*** DATA SECTION

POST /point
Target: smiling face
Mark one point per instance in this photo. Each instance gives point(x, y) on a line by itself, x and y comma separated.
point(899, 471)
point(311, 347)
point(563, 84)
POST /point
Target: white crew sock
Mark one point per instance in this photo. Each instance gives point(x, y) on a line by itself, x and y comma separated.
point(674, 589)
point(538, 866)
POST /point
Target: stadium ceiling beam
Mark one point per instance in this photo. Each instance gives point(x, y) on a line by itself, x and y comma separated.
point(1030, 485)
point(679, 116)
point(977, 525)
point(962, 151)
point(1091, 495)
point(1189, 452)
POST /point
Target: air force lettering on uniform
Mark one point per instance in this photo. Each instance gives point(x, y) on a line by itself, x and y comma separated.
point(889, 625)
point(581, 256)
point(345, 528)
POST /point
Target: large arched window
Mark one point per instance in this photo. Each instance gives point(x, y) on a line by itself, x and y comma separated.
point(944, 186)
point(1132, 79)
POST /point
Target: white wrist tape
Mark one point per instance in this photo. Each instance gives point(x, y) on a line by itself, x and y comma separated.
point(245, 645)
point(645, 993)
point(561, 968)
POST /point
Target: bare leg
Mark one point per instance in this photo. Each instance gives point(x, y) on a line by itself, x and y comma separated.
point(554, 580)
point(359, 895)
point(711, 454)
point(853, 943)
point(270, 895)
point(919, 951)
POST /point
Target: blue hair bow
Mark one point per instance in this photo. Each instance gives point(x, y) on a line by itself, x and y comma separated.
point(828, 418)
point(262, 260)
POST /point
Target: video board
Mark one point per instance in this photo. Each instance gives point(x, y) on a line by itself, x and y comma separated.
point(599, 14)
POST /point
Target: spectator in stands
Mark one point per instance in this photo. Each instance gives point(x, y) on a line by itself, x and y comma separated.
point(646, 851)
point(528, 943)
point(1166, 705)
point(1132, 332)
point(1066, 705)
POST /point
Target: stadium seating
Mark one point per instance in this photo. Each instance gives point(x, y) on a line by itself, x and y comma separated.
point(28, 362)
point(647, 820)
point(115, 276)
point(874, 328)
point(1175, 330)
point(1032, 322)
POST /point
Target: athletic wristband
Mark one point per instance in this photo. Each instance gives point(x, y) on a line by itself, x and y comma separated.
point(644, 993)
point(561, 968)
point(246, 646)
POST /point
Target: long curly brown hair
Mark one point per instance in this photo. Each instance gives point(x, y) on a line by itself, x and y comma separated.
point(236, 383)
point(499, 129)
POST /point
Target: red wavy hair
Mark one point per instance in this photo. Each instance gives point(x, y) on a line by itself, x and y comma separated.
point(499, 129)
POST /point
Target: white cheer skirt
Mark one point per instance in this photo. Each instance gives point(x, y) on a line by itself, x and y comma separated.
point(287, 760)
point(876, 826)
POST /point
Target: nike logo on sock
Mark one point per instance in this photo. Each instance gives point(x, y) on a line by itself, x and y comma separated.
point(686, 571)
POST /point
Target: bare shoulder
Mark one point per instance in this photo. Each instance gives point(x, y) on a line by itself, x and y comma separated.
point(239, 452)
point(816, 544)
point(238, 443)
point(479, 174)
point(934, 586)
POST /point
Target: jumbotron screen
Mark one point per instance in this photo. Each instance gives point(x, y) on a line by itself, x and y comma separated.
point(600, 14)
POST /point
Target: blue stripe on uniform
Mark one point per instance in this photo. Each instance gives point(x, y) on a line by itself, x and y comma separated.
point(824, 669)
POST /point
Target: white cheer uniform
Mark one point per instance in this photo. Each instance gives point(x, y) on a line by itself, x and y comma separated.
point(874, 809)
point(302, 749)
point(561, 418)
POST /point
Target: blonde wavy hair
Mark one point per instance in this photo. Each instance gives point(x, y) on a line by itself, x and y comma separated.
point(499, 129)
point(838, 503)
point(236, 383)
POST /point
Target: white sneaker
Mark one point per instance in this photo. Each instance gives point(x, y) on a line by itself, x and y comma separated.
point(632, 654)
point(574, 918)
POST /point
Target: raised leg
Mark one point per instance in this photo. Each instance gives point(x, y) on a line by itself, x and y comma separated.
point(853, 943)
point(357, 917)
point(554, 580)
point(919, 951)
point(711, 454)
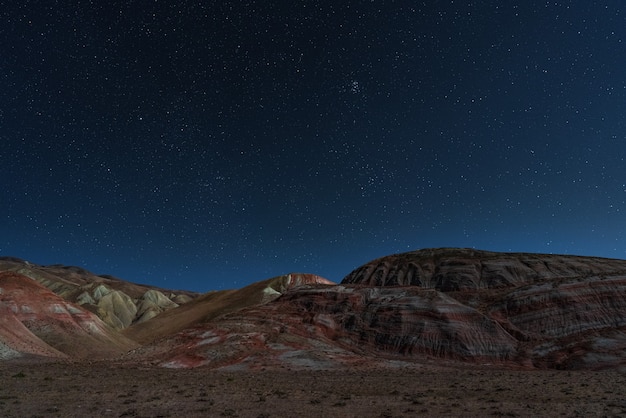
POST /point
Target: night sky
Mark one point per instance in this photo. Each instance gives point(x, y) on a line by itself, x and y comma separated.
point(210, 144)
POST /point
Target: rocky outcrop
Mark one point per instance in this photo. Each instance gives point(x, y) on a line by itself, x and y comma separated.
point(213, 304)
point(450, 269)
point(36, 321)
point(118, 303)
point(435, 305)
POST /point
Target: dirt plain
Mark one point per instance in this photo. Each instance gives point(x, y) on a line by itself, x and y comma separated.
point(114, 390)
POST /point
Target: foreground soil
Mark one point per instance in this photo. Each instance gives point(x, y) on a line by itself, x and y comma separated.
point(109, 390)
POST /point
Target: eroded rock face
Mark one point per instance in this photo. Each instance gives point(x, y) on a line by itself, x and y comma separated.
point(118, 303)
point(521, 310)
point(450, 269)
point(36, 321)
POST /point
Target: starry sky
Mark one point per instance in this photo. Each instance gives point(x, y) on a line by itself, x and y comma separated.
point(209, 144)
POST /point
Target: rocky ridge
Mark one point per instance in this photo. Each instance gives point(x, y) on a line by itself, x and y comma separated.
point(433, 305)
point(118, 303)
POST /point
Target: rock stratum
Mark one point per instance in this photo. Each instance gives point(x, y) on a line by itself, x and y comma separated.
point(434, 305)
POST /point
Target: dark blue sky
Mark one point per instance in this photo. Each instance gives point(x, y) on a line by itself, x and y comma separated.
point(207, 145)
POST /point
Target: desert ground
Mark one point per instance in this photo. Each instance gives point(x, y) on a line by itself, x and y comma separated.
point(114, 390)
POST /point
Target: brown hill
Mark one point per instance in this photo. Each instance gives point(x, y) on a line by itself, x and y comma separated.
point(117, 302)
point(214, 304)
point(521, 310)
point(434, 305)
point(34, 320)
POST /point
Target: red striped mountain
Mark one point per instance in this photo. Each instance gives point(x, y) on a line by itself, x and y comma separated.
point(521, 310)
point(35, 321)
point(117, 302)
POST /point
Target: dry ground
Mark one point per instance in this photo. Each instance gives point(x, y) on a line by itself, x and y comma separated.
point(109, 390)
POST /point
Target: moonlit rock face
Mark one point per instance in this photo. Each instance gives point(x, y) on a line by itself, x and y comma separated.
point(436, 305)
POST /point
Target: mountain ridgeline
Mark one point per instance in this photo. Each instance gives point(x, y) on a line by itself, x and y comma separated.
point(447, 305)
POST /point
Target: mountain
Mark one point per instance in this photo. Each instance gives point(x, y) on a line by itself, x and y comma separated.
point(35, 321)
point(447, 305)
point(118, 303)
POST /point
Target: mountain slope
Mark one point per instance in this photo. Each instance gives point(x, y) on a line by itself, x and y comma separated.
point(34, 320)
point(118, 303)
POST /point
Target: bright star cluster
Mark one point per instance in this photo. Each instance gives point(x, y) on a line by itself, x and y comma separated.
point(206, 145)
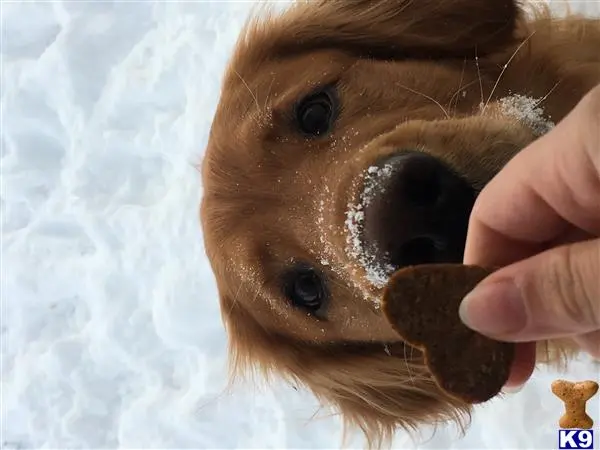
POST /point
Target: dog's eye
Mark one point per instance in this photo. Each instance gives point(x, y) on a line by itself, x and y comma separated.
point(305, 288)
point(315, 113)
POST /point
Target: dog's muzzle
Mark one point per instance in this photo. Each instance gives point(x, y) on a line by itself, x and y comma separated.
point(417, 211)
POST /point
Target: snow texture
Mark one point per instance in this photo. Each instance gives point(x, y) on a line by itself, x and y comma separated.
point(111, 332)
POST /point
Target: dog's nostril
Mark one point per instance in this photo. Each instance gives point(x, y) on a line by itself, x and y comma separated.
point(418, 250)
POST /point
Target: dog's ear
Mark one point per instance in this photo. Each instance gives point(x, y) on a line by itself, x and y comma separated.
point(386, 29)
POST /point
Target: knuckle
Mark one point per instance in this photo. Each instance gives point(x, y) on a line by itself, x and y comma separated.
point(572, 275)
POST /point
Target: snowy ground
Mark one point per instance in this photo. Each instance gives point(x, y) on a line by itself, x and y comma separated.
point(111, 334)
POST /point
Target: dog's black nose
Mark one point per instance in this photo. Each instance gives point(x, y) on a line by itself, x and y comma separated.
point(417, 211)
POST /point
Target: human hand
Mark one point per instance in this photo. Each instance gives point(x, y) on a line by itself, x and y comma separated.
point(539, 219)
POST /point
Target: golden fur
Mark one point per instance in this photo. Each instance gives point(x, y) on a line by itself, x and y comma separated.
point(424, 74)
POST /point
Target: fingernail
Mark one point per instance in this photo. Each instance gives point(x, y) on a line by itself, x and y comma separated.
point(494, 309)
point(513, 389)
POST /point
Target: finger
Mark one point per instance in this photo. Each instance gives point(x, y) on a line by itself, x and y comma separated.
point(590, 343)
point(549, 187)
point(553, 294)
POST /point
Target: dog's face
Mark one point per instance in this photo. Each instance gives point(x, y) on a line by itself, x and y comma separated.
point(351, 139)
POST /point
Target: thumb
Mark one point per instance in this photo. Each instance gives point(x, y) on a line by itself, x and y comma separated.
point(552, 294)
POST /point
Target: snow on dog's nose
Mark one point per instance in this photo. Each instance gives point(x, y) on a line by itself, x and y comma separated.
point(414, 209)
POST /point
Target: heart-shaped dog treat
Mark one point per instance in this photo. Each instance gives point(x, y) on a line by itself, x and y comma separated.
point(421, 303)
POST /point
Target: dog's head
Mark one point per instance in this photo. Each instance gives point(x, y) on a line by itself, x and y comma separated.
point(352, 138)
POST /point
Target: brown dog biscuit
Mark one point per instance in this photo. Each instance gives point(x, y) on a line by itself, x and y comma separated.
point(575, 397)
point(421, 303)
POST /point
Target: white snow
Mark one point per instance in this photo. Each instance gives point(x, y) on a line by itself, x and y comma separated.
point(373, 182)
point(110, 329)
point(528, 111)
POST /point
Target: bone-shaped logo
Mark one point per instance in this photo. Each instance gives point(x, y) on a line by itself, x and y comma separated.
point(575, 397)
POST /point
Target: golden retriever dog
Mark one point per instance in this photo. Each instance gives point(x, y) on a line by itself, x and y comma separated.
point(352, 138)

******
*** DATA SECTION

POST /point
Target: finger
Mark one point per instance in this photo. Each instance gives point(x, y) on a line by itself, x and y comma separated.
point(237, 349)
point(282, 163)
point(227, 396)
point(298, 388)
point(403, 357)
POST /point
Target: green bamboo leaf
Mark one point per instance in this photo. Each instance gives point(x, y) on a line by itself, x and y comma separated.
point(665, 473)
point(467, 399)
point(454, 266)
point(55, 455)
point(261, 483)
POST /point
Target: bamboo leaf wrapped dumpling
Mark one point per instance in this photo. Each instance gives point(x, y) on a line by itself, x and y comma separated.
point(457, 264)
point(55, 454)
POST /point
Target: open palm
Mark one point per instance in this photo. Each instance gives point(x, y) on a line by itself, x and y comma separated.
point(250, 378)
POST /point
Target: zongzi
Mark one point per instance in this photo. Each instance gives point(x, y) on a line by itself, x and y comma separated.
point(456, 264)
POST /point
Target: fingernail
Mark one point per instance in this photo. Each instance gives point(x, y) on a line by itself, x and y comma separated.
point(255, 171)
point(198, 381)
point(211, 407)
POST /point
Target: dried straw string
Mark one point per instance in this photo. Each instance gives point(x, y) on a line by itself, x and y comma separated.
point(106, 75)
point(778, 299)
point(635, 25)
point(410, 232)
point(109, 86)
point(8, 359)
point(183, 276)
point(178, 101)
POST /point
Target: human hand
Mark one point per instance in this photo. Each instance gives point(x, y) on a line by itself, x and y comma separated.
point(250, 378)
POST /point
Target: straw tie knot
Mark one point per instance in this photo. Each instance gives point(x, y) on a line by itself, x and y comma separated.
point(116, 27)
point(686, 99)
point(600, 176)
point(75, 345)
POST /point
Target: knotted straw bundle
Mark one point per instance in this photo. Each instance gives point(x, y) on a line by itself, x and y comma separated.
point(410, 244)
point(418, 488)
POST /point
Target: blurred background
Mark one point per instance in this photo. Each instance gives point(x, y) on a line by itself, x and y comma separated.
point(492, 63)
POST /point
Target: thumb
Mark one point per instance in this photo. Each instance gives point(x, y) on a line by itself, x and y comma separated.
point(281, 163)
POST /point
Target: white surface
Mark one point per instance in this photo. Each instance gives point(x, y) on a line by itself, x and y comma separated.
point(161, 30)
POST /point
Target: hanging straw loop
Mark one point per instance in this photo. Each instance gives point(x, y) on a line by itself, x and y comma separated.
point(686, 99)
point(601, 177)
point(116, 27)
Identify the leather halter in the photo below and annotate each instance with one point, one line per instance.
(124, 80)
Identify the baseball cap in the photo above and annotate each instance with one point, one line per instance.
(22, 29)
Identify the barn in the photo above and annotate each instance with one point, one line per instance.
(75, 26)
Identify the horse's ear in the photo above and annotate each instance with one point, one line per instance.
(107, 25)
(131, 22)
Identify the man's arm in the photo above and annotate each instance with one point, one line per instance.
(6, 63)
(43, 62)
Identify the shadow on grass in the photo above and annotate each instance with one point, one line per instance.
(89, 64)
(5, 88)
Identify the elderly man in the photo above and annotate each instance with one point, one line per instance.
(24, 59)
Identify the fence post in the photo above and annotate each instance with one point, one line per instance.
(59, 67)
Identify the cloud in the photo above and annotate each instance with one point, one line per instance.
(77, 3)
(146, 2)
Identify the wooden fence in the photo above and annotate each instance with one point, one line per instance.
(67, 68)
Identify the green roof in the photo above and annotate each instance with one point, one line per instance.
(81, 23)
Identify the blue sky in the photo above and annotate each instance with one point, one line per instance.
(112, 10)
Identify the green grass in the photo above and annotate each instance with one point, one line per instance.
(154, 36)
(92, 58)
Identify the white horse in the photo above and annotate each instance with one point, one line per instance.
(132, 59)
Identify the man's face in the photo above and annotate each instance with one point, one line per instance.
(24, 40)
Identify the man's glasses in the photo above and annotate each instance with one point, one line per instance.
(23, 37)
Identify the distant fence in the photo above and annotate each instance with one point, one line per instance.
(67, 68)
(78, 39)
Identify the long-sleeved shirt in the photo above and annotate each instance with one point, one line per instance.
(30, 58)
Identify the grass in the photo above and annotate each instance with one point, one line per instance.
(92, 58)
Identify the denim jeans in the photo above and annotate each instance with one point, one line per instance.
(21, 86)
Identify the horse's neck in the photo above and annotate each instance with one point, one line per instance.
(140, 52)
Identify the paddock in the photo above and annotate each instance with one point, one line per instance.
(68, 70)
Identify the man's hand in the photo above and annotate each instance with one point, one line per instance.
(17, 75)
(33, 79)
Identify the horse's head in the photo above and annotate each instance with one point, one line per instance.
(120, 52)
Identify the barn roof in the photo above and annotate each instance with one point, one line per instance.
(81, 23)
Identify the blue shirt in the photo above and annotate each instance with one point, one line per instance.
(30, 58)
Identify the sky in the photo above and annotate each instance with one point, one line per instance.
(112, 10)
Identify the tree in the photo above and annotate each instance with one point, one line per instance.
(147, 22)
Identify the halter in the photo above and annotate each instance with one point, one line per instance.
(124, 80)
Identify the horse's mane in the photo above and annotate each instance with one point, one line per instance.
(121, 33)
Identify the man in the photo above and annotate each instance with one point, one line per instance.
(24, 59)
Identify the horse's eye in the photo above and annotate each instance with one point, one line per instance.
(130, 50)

******
*** DATA SECTION

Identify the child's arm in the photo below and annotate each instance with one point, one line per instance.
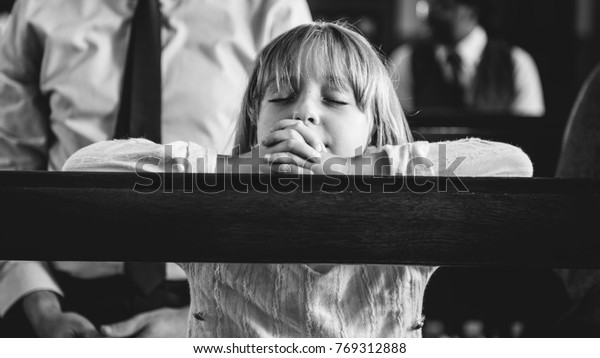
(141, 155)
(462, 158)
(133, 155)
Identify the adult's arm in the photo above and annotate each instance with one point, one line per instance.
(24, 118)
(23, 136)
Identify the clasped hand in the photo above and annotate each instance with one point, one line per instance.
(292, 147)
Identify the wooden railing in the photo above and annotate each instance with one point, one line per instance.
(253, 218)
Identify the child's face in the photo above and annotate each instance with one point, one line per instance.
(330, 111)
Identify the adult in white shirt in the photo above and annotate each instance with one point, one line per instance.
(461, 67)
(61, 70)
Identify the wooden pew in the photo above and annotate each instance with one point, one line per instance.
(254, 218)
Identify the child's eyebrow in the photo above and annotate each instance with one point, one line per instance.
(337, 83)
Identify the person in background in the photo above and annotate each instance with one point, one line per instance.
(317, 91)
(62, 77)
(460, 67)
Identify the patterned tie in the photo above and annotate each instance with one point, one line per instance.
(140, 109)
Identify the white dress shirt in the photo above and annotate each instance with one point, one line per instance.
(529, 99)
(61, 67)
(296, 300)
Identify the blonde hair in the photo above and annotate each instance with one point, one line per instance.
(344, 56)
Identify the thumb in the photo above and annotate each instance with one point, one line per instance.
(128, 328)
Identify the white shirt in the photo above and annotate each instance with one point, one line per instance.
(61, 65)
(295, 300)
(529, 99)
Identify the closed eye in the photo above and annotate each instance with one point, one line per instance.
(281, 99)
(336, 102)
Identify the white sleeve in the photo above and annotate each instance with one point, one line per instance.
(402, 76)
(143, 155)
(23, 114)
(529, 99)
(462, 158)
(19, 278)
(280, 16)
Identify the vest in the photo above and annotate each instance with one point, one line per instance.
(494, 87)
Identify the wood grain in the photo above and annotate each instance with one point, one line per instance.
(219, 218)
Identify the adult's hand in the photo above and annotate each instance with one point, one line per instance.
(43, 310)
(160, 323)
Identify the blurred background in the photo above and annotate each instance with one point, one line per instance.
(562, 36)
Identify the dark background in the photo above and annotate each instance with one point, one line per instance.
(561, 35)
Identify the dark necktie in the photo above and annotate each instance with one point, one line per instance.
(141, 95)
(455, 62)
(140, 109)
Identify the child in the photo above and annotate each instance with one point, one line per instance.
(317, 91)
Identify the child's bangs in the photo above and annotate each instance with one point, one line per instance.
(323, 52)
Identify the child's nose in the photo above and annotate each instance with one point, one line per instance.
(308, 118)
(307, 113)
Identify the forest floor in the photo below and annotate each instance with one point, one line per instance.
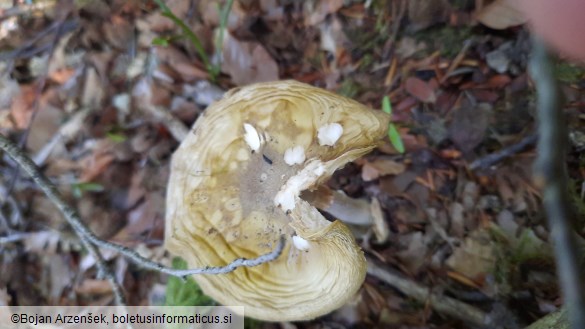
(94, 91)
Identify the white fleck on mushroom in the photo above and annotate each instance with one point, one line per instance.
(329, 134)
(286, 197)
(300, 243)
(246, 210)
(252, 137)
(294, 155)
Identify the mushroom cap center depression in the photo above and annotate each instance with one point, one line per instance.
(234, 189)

******

TASK BRIEF:
From the entries above, pick out every line that contains the word "uniform" and copy each one in full. Case counts.

EXERCISE ANSWER:
Target: air force lettering on uniform
Target: blue stripe on uniform
Target: white cheer uniform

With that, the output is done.